··· Extrait source
Depuis une dizaine d'années, dans tous les grands groupes, la vague des plates-formes collaboratives a cédé la place à la mode des réseaux sociaux d'entreprise. Nombre d'initiatives ne produisent pourtant pas les résultats escomptés. Mais le plus étonnant est de constater que les raisons de ces échecs ne sont toujours pas bien comprises.
Le débat est relancé, une fois de plus, par un article paru dans La Tribune. Selon son auteur, les principaux obstacles qui empêcheraient d'atteindre les objectifs fixés aux réseaux sociaux d'entreprise – en synthèse, de faciliter et développer la communication et la collaboration transverse dans l'organisation – seraient liés aux inhibitions et aux craintes de s'exprimer des salariés, à une reproduction contre-productive des structures hiérarchiques, à des interrogations sur l'usage des données publiées…
Or ces arguments, sans être faux en soi, ne sont que les conséquences d'une erreur fondamentale que commettent presque toutes les entreprises lors de la mise en place de leur plate-forme : elles oublient de donner un sens à leur projet. Les collaborateurs se retrouvent alors devant un outil dont il n'ont pas la moindre idée de ce à quoi il est destiné concrètement, au-delà d'incantations venues du sommet, sur la transparence, la communication, le partage… Une recette parfaite pour installer la méfiance.
······
··· Informations fournies
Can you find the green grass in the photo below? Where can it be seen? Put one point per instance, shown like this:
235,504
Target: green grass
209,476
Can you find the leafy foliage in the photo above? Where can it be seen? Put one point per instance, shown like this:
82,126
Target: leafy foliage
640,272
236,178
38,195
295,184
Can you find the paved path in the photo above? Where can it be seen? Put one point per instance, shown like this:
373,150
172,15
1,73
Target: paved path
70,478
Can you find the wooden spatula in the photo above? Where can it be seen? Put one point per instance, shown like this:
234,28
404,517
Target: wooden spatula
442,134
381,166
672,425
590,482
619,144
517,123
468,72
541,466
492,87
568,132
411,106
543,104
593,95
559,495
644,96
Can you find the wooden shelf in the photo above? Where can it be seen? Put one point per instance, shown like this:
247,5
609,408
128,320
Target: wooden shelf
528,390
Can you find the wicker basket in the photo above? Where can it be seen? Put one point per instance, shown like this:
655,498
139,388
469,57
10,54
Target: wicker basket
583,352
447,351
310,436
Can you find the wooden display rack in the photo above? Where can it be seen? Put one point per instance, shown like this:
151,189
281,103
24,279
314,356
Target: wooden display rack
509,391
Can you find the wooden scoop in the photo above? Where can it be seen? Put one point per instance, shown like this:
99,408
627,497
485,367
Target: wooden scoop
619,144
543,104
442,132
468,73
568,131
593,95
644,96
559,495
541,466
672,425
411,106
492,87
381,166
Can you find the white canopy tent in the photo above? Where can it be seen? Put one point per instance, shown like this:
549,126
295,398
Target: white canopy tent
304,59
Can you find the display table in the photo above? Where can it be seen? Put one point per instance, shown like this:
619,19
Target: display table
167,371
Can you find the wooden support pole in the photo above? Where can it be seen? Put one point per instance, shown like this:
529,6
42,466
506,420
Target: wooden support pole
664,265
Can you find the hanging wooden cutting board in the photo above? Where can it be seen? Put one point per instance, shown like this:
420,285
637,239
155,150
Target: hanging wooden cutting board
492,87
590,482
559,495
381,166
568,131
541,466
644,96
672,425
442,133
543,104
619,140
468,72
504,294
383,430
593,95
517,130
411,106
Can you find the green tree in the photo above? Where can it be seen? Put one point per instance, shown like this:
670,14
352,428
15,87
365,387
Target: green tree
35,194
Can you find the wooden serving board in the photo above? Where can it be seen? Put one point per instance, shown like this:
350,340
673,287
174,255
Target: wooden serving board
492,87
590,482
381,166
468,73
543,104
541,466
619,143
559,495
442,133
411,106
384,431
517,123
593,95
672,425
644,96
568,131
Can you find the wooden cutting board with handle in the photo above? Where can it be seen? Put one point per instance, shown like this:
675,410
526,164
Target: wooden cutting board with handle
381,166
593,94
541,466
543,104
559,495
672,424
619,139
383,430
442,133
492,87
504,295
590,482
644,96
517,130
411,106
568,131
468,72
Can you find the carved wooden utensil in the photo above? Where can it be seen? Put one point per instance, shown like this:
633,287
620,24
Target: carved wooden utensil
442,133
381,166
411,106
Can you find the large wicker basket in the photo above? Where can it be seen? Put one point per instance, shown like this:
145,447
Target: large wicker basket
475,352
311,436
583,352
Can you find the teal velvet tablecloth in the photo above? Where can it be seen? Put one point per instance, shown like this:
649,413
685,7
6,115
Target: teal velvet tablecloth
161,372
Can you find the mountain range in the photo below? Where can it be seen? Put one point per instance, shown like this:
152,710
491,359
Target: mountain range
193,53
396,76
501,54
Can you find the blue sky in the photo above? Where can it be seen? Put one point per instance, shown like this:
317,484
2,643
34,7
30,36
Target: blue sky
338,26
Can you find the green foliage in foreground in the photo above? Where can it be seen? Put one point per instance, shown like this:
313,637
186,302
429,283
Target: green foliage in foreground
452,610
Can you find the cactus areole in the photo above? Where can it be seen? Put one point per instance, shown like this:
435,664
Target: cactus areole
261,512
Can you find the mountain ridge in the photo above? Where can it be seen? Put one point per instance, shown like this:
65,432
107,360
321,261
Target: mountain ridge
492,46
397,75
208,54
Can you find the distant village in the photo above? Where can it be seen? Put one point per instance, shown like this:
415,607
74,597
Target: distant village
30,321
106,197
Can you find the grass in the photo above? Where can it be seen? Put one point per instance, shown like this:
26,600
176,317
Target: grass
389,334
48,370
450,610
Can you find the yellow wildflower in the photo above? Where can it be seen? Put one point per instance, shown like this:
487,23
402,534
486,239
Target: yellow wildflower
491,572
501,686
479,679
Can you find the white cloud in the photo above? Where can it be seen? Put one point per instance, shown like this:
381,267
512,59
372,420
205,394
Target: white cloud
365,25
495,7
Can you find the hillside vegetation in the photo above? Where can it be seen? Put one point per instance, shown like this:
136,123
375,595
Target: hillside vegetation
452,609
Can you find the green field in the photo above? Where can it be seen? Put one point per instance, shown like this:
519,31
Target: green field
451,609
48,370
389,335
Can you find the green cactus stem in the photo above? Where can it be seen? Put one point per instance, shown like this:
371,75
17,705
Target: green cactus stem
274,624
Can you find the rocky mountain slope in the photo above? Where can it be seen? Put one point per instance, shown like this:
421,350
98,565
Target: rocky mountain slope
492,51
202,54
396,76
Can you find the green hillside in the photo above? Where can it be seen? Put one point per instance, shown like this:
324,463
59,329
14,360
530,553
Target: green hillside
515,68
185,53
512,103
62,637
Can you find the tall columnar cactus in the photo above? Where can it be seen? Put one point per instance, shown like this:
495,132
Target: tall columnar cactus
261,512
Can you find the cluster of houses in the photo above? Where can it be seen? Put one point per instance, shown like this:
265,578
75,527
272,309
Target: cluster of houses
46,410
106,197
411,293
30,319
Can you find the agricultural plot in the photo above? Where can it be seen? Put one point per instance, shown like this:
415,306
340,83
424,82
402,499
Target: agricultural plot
······
**Consignes de travail**
• a. D'après l'extrait sur les réseaux sociaux d'entreprise, quelle erreur fondamentale commettent presque toutes les entreprises lors de la mise en place de leur plate-forme ?
• b. Recopiez fidèlement le passage de l'extrait sur les réseaux sociaux d'entreprise qui va de « Depuis une dizaine » jusqu'à « pas bien comprises. ».

**Réponses par tâche**
• a. Elles oublient de donner un sens à leur projet.

• b.
Depuis une dizaine d'années, dans tous les grands groupes, la vague des plates-formes collaboratives a cédé la place à la mode des réseaux sociaux d'entreprise. Nombre d'initiatives ne produisent pourtant pas les résultats escomptés. Mais le plus étonnant est de constater que les raisons de ces échecs ne sont toujours pas bien comprises.